• List of tasks:
a – Can you repeat the stretch of the PVR gift certificate thread from "Has anybody else" through "an ECPxxxxxxxx number.", switching "local dealer" to "nearby retailer"?
b – Could you proceed with the PVR gift certificate thread from where it stops?

# PVR Gift Certificate



## sulu600 (Apr 15, 2003)

Has anybody else seen one of the "Exclusive Offers", $150.00 gift certificate's? I got one in the mail yesterday that is only good through the end of April and the wording is a bit confusing. I would like to purchase a 721, but can't through Dish Network Direct and the local dealer seems to think that the offer only applys to the 508 and I have to be an "Orginal Customer" of there's before they could redeem the certificate (Current system was purchased via internet in 1997) The exact wording on the certificate is:

"*Good towards the purchase of a DishPVR receiver including free Standard Professional Installation."

Expires 4-30-2003

It provides two instructions for redeeming: Direct mention promotion..xxxxxxxxxx xxxxxxx

Instructions for Redeeming via an Authorized Retailer: and it has an ECPxxxxxxxx number.

DishDepot.com said they could not accept it.

• Given information:
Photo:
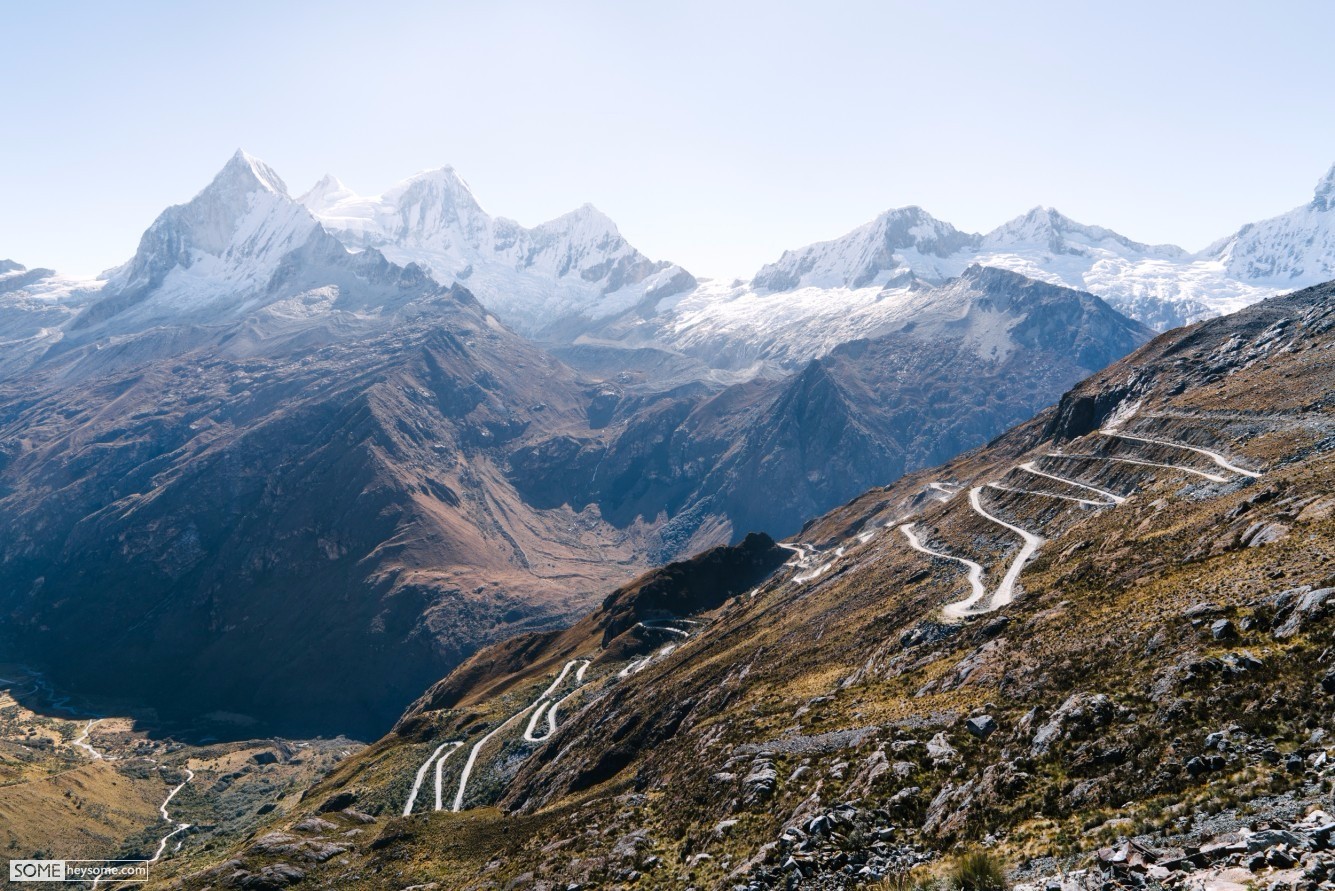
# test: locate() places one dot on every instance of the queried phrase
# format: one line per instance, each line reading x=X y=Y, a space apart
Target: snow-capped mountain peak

• In response:
a –
Has anybody else seen one of the "Exclusive Offers", $150.00 gift certificate's? I got one in the mail yesterday that is only good through the end of April and the wording is a bit confusing. I would like to purchase a 721, but can't through Dish Network Direct and the nearby retailer seems to think that the offer only applys to the 508 and I have to be an "Orginal Customer" of there's before they could redeem the certificate (Current system was purchased via internet in 1997) The exact wording on the certificate is:

"*Good towards the purchase of a DishPVR receiver including free Standard Professional Installation."

Expires 4-30-2003

It provides two instructions for redeeming: Direct mention promotion..xxxxxxxxxx xxxxxxx

Instructions for Redeeming via an Authorized Retailer: and it has an ECPxxxxxxxx number.

b –
Any Dish Dealers know of any reason why it would not apply to 721 PVR?

Steve


----------



## Scott Greczkowski (Mar 21, 2002)

Hmm tough one, I know the certificate is only for a 501/508 system and not a 721.

Call your local dealer and see if they can help you out.

And BTW Welcome SULU to DBSTalk.COM! :HI:


----------



## sulu600 (Apr 15, 2003)

Thanks for the quick reply Scott.

I have talk to the local dealer and they seem to think, like you, that it ONLY apply's to the 501/508 and that if Dish does not have me in there data base as being one of their "Orginal" customers, they can't take the cert even for a 508 system.

Bummer!

Funny that Dish doesn't consider the 721 a "DishPVR" for this program.

Steve Park


----------



## Danbo (Oct 3, 2002)

If it doesn't specifically say that it excludes the 721, and/or is only for the 501/508, I'd argue the point with Dish. That's on a thin line between good intentions and a scam. The 721 IS a DishPVR, plain and simple. Unless it only indicates something specifically, then you have a good case to use it for a 721. I'd call Dish and ask them how to use it, since any local retailer you call seems to not be able to accept it (for whatever reason).


----------



## Jacob S (Apr 14, 2002)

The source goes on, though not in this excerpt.